[Point annotation dataset records]
----------------

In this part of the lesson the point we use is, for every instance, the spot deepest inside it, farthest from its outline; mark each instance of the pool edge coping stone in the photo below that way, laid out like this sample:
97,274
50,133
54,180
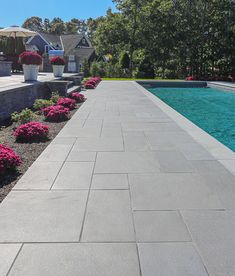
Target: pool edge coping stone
219,151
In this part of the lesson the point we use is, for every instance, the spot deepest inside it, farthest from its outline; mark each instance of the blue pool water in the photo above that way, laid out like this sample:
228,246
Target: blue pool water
211,109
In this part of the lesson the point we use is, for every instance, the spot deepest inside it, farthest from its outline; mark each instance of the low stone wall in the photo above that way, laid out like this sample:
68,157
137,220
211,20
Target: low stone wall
24,95
16,99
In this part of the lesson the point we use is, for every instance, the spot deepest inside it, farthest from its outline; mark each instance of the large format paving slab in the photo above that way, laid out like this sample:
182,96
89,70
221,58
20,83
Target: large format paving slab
77,259
42,216
124,189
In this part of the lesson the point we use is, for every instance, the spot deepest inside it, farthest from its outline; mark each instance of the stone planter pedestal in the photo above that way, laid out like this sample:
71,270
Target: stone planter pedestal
58,70
30,72
5,68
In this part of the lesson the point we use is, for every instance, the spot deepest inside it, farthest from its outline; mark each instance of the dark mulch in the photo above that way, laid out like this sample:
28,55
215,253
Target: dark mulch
28,152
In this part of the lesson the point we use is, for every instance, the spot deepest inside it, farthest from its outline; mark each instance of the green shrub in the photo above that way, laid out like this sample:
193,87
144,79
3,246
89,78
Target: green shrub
25,116
40,104
54,97
86,68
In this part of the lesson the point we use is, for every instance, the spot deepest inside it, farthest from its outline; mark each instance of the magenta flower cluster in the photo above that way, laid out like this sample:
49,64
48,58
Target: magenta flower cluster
31,131
67,102
79,98
92,82
30,58
56,113
57,61
8,159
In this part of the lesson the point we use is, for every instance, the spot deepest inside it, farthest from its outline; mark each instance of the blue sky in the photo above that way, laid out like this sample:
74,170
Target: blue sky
16,11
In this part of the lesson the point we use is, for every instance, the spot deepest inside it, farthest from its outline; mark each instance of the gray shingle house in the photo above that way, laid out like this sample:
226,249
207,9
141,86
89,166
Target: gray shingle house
75,47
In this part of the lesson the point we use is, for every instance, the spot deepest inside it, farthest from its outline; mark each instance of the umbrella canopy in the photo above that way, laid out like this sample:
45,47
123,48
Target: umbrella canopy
16,31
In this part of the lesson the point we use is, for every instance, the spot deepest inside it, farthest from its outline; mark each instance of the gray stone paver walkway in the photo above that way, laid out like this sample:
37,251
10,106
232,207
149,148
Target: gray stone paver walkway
123,190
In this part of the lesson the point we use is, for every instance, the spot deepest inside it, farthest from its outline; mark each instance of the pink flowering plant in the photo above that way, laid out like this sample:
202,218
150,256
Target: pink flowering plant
89,86
31,131
9,160
56,113
57,61
91,83
30,58
67,102
79,98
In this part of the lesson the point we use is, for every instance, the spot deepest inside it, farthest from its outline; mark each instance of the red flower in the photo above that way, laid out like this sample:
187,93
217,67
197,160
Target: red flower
31,131
30,58
67,102
8,159
79,98
56,113
57,61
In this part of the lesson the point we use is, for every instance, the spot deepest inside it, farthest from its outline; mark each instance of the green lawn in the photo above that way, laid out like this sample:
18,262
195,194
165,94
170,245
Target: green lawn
133,79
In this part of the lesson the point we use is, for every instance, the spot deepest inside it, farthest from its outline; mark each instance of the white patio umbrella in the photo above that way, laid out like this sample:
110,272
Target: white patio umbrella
16,31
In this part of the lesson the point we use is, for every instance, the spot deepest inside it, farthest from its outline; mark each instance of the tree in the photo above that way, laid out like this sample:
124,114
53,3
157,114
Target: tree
86,68
34,23
125,61
57,26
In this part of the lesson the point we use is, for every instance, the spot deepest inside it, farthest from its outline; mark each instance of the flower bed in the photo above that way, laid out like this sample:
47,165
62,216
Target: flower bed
91,83
9,160
67,102
56,113
31,131
78,97
53,117
57,61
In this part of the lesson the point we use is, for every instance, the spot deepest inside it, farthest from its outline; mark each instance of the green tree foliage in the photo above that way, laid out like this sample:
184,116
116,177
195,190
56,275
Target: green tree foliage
34,23
125,60
86,68
177,38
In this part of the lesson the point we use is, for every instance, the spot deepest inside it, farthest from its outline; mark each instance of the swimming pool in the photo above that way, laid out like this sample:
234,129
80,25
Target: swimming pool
211,109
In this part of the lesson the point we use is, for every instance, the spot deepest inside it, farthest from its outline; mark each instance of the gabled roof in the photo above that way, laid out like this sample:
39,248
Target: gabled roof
83,53
69,43
52,39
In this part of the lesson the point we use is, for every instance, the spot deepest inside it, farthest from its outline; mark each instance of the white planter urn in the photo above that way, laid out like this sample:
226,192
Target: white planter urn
30,72
58,70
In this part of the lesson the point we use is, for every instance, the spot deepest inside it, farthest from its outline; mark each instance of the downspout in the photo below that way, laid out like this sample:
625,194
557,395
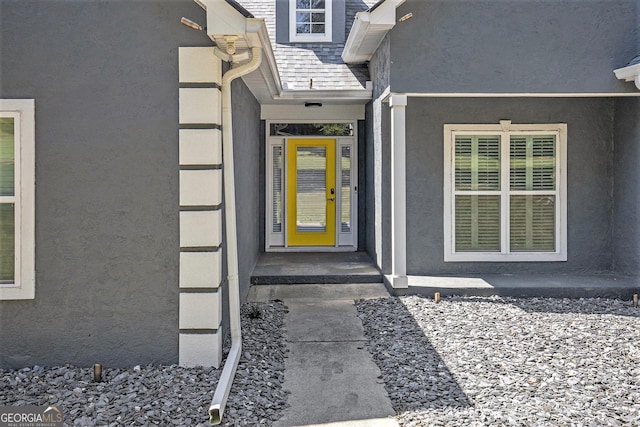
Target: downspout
221,394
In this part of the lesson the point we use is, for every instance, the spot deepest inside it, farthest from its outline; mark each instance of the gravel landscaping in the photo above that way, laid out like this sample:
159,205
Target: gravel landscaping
503,361
165,395
462,362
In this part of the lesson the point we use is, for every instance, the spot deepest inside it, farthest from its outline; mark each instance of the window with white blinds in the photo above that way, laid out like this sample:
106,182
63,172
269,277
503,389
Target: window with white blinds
17,199
505,192
276,188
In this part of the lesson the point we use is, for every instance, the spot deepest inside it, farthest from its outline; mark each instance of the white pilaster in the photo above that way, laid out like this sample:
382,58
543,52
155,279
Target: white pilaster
200,156
398,104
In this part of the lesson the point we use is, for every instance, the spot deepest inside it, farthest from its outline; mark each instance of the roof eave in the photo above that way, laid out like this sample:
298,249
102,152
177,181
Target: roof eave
368,30
629,73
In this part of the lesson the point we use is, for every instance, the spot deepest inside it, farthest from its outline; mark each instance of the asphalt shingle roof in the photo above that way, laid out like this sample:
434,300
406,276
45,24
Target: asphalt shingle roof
299,63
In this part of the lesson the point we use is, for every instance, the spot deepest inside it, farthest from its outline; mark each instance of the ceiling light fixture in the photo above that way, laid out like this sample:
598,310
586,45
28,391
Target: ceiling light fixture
191,24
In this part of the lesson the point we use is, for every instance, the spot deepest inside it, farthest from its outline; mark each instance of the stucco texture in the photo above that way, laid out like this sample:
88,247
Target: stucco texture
590,203
626,237
519,46
104,76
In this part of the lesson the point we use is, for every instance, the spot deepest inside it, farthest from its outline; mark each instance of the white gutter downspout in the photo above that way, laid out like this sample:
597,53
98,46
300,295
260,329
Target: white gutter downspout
219,400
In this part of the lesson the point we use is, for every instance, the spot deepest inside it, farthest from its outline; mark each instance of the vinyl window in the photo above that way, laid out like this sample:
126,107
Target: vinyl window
17,244
310,20
505,192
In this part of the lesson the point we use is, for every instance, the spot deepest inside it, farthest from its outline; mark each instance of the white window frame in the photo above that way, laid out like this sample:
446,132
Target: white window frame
505,128
294,36
23,110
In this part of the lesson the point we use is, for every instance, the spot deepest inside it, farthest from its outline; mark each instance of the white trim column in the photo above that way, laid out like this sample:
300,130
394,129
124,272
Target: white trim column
200,154
398,104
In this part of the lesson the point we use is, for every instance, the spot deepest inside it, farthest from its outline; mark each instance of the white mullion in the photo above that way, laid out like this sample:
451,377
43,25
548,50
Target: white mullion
285,191
337,191
505,217
477,193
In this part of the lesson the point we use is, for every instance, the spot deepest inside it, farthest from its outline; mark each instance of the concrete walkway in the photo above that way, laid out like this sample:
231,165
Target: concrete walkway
330,374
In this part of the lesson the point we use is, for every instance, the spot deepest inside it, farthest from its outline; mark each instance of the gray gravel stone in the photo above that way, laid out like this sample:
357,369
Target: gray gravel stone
165,395
507,361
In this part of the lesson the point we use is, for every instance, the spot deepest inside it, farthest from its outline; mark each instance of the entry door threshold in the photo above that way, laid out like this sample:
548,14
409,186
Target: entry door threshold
315,268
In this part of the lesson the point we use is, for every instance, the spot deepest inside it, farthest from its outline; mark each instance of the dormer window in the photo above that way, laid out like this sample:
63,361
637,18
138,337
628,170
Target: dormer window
310,20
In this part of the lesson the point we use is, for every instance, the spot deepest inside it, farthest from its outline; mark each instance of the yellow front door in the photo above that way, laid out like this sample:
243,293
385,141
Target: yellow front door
311,194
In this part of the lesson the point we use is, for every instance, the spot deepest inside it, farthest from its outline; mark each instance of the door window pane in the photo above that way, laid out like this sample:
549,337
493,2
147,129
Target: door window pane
7,243
311,187
277,189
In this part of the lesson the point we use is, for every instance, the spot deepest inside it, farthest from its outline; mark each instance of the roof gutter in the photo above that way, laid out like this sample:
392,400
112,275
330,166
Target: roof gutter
631,72
368,30
219,401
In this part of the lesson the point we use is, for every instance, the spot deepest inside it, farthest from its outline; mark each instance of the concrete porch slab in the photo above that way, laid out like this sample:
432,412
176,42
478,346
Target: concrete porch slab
317,292
312,267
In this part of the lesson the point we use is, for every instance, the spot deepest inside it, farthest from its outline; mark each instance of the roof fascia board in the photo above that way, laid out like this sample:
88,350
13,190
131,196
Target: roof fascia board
293,113
629,73
368,30
355,95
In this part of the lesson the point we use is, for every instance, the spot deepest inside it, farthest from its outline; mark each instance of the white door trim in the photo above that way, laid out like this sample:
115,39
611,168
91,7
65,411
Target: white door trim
277,241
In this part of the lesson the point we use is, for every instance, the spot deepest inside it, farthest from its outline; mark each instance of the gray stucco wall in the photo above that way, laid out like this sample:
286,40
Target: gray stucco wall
514,46
590,178
377,174
247,141
104,76
626,237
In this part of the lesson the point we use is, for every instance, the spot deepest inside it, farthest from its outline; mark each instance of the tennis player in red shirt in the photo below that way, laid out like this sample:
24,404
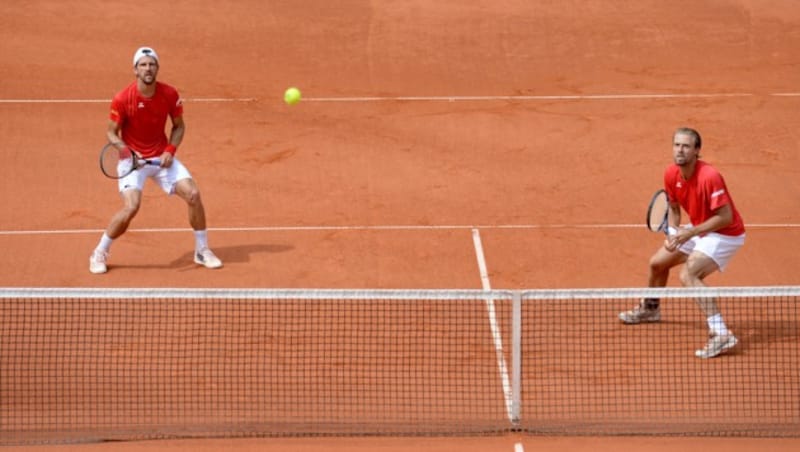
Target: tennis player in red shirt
715,233
138,119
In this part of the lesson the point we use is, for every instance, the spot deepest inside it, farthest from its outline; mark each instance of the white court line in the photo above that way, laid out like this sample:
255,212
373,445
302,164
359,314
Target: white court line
409,227
433,98
497,338
527,97
104,101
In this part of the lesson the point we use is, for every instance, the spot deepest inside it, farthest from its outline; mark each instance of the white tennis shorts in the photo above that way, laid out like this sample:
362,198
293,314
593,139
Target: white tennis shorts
166,178
720,248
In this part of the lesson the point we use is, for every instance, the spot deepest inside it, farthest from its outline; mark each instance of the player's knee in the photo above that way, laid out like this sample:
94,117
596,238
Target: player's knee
193,197
690,275
130,211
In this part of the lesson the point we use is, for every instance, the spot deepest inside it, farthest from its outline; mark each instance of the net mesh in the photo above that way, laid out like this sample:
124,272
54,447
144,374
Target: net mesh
91,364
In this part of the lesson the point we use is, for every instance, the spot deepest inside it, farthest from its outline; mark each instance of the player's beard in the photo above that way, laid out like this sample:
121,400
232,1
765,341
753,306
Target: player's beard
683,159
148,79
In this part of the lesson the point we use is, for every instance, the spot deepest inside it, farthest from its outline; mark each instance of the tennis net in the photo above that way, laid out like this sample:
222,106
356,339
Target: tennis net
113,364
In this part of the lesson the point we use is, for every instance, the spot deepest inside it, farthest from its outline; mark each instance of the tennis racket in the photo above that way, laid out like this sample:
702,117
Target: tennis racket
116,163
658,213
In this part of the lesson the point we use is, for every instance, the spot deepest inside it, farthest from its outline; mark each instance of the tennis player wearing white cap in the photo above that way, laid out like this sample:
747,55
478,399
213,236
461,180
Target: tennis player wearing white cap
137,120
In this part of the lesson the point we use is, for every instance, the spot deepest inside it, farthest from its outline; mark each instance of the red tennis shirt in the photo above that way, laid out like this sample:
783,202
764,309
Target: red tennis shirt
701,195
143,119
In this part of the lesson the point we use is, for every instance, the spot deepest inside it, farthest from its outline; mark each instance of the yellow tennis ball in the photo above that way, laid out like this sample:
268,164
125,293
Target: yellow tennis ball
292,96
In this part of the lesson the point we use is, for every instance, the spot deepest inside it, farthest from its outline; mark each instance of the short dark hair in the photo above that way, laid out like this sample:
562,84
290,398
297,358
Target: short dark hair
698,141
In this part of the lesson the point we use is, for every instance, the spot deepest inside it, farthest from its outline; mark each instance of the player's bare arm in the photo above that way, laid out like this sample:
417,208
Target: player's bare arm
722,217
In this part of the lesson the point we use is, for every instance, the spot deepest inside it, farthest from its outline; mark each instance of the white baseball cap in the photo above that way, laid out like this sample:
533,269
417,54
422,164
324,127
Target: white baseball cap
143,52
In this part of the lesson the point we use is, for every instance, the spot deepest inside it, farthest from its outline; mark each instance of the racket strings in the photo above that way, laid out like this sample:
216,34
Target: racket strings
658,213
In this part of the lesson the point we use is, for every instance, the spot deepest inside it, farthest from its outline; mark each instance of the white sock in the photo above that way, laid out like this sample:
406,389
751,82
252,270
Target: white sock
717,325
105,243
200,240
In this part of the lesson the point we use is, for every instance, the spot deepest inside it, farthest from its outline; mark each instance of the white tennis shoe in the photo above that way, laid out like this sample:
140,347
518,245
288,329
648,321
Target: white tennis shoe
717,344
97,262
206,258
641,313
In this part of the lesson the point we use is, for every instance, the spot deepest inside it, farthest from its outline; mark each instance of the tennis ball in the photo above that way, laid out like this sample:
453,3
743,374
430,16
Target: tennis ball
292,96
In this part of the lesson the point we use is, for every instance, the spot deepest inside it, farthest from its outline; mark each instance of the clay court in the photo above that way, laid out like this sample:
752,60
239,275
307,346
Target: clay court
543,127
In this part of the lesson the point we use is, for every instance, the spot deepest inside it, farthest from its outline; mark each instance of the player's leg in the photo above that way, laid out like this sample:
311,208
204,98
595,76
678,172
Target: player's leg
649,309
131,200
186,188
711,253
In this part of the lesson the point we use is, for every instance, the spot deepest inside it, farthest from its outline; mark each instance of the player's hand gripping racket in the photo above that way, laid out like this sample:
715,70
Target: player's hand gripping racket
116,163
658,213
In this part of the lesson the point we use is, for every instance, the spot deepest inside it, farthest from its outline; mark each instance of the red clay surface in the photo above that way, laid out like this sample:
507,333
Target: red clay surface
265,169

----------------

**Required work:** Render the material as a JSON list of strings, one string per line with blank lines omitted. Begin at the line that contains "the player's hand" and stop at the end of the material.

**Right answer:**
[
  "In this part of the lesson the point we use is, for every instance, the spot deepest inside it, farthest from its outline; mark each instance of the player's hand gripping racket in the photo above that way, laid out like this sample:",
  "715,70",
  "Target: player's hand gripping racket",
  "116,163",
  "658,213",
  "In this part of the lesson the point we use is, for every instance, the spot deepest inside it, farthest from its outline; mark each instance of the red clay surface in the photo above that way, laid out like this sample:",
  "507,333",
  "Target: red clay surface",
  "265,169"
]